Пожалуй, не считая эфемерных империй Александра Македонского, Чингисхана и Карла Великого, которые сохраняли свое территориальное единство лишь при жизни основавшего их полководца-завоевателя, Османская империя из всех мировых империй в наибольшей степени оставалась военной империей. Ее могущество и ее единство зиждились исключительно на силе турецкой армии. Турки-османы, как и другие тюркские народы, были сугубо континентальными и плохими мореплавателями. Для того чтобы создать сильный флот, у них не было главного, что отличает нации мореплавателей, – наличия большого по численности свободного населения, также имеющего опыт мореходства. Все турки были встроены в строго иеархичную систему в жизни своей общины, сначала в феодально-кочевом, а потом в военно-феодальном обществе. Во флот призывать их было опасно. Во-первых, их пришлось бы долго обучать искусству мореплавания. Во-вторых, что еще важнее, матросы, рекрутированные из несвободного населения, сохраняли бы лояльность своим командирам только в турецких портах. В море такие матросы-полурабы наверняка бы подняли бунт, а в первом иностранном порту постарались сбежать и наняться на корабли свободных наций – англичан, голландцев, французов, венецианцев и др. Сильный флот у Османской империи появился только при Сулеймане Великолепном. Но этот флот имел отнюдь не турецкую основу. В его составе преобладали корабли с экипажами из арабского населения Северной Африки, а также из греков и иностранцев-христиан. На короткое время турецкий флот завоевал господство в Средиземном море. Однако уже в конце XVI века, после разгрома при Лепанто, начался упадок флота Османской империи. Уже в середине XVII века он представлял собой лишь бледную тень грозных эскадр Хайреддина Барбароссы и других турецких флотоводцев эпохи Сулеймана Великолепного.

# [Задание A]
Переведите на английский предложение из отрывка об османском флоте: «Сильный флот у Османской империи появился только при Сулеймане Великолепном».
# [Задание B]
Перепишите дословно строки данных ниже. Начните со строки, в которой есть «A test script needs to locate the sun visible», и продолжайте до последней строки данных включительно.

# [Исходные данные]
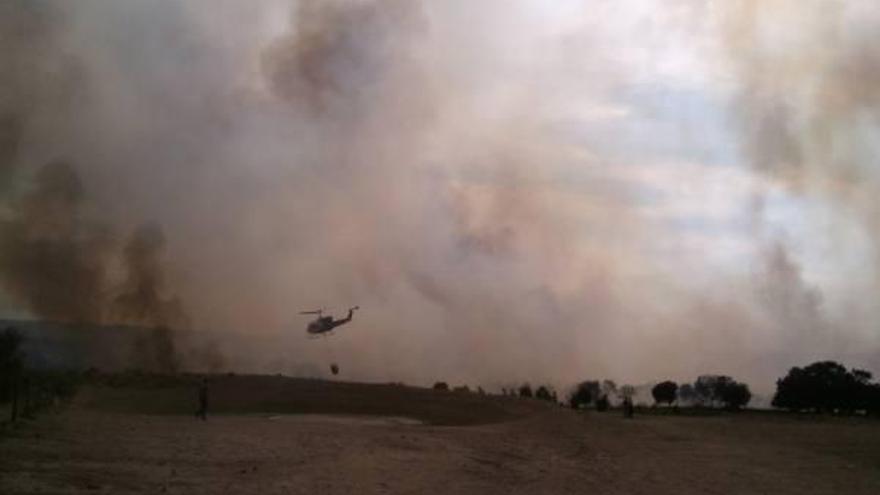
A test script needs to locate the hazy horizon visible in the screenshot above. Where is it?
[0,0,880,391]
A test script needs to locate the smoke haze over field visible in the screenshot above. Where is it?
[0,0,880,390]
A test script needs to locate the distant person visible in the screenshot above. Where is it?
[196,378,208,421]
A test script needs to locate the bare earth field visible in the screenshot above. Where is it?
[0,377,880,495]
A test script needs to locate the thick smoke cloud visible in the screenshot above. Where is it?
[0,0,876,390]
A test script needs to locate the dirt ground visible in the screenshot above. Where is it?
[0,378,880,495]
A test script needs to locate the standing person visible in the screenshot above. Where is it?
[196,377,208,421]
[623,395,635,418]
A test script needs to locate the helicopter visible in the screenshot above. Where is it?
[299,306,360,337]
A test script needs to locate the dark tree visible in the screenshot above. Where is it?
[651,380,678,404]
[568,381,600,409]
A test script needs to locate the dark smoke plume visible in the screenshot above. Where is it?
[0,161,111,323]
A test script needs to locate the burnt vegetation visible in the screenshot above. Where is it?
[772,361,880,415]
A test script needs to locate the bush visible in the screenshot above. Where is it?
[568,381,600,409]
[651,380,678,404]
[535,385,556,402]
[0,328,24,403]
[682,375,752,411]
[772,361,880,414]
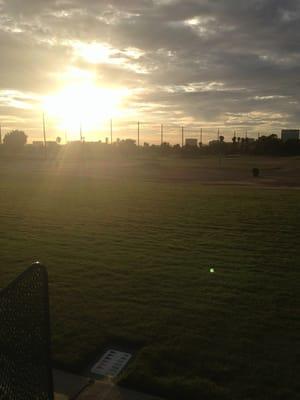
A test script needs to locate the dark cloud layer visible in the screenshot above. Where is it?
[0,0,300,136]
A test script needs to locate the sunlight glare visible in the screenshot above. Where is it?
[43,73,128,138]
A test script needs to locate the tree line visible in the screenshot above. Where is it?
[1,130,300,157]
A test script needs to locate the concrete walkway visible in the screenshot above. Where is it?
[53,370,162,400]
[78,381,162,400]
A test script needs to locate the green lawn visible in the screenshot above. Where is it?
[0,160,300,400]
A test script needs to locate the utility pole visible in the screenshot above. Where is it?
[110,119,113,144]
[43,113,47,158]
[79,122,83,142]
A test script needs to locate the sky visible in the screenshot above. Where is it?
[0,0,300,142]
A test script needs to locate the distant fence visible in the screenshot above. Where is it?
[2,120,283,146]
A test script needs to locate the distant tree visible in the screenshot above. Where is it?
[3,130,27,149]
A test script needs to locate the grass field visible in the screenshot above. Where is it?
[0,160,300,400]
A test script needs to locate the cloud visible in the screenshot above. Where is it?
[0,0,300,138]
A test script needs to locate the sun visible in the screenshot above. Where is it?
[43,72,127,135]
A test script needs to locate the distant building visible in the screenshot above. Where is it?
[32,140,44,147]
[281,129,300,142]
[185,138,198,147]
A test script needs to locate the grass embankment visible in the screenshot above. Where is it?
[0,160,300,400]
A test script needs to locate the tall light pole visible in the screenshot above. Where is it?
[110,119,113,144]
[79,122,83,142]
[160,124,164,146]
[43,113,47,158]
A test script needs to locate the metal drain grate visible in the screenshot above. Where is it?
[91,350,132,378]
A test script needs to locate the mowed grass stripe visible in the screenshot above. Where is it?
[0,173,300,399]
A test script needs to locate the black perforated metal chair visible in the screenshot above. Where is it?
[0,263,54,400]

# [Итоговый ответ A]
The Ottoman Empire acquired a strong fleet only under Suleiman the Magnificent.

# [Итоговый ответ B]
A test script needs to locate the sun visible in the screenshot above. Where is it?
[43,72,127,135]
A test script needs to locate the distant building visible in the screenshot above. Where is it?
[32,140,44,147]
[281,129,300,142]
[185,138,198,147]
A test script needs to locate the grass embankment visible in the screenshot above. Where is it?
[0,160,300,400]
A test script needs to locate the tall light pole visible in the screenshot above. Where is it?
[110,119,113,144]
[79,122,83,142]
[160,124,164,146]
[43,113,47,158]
A test script needs to locate the metal drain grate visible in the screenshot above. Where is it?
[91,350,132,378]
A test script needs to locate the mowed grass stripe visible in the screenshot above. Where is it?
[0,173,300,399]
A test script needs to locate the black perforated metal chair visible in the screenshot above. Where is it?
[0,263,54,400]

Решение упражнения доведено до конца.